[Task]: Pull out every line of the data that contains the string "hedge" and copy each one unchanged.

[Source records]:

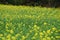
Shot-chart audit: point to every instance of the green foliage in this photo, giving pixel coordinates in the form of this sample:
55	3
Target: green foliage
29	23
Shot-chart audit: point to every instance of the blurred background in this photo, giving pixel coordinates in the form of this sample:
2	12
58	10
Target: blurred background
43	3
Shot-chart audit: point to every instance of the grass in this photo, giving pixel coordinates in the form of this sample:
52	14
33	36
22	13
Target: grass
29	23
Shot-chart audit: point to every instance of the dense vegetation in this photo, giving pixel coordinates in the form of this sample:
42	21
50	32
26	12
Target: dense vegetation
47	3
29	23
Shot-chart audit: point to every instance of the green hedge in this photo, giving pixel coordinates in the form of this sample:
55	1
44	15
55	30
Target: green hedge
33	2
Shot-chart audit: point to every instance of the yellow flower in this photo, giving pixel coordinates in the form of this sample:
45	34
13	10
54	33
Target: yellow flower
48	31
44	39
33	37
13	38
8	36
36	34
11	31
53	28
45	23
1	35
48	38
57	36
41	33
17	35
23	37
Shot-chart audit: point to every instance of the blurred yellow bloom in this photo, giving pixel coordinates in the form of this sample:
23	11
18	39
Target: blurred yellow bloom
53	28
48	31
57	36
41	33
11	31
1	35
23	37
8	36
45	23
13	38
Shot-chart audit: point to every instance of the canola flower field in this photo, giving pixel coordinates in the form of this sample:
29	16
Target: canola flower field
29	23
==
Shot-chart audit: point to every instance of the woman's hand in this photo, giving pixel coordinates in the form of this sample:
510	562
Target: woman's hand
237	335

[Problem solution]:
Shot-chart audit: point to every instance of the green hedge in this photo, giving pixel coordinates in the form of this sample:
Target: green hedge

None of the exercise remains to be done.